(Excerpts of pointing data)
# # # # # # #

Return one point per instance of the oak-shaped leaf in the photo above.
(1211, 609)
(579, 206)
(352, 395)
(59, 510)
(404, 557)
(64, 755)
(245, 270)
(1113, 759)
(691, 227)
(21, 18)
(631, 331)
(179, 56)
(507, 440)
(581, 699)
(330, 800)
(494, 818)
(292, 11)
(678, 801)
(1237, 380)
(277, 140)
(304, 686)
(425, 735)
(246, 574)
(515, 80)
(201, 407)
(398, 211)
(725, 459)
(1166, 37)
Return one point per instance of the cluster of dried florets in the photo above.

# # # # # # #

=== Short problem ===
Repeat the records exactly, including every line.

=== Response to this task ===
Return one point per instance of the oak-shaped leaf in the photo above.
(1211, 609)
(579, 206)
(352, 395)
(59, 510)
(404, 557)
(64, 755)
(245, 270)
(1113, 759)
(691, 227)
(21, 18)
(631, 331)
(179, 56)
(507, 440)
(581, 699)
(330, 800)
(494, 818)
(292, 11)
(678, 801)
(1237, 380)
(277, 140)
(304, 686)
(425, 735)
(246, 574)
(515, 80)
(201, 407)
(398, 211)
(725, 459)
(1166, 37)
Return one point per instance of the cluster of dried florets in the photo above.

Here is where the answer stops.